Prompt
Each line of the data below containing "metal" needs to be listed.
Start of Material provided
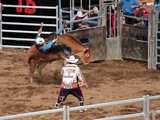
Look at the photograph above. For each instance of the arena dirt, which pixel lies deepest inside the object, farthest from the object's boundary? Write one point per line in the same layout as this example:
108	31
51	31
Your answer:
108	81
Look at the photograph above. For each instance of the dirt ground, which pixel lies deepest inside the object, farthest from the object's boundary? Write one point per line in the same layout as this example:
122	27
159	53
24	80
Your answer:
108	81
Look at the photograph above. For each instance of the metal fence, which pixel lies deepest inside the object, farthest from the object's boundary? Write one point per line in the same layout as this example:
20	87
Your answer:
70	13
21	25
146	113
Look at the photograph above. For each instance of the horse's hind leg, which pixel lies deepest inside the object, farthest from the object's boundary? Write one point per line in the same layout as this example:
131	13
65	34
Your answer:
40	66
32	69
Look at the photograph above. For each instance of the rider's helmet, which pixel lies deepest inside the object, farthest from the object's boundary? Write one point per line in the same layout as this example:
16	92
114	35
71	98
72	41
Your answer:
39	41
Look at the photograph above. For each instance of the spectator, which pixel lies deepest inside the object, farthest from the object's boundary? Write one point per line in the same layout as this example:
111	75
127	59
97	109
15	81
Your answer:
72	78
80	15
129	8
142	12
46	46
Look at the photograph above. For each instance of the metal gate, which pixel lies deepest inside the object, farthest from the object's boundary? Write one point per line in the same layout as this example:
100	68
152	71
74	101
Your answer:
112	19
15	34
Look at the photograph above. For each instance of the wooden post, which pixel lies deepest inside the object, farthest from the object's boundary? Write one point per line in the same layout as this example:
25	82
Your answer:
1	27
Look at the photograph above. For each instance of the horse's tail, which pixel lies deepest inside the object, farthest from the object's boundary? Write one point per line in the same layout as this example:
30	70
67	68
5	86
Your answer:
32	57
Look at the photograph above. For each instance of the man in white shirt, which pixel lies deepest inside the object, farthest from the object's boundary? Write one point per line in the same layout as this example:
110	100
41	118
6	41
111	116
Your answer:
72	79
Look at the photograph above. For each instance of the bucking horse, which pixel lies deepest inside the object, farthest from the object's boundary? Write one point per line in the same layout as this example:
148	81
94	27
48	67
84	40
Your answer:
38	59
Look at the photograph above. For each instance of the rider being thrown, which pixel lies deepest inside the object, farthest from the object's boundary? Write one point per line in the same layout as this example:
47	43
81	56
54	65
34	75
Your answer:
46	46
End of Material provided
Exercise result
Look at the photograph above. For each instance of the metal fence, which pixel lies deepest inside the object, farthest from the object's boundary? Write one point per line in the same layout as this example:
Look at the photograph above. For each instance of the metal gate, which pixel lies deepest inside the object, farthest from the object's boundary? Write one point per line in the same layout as this example:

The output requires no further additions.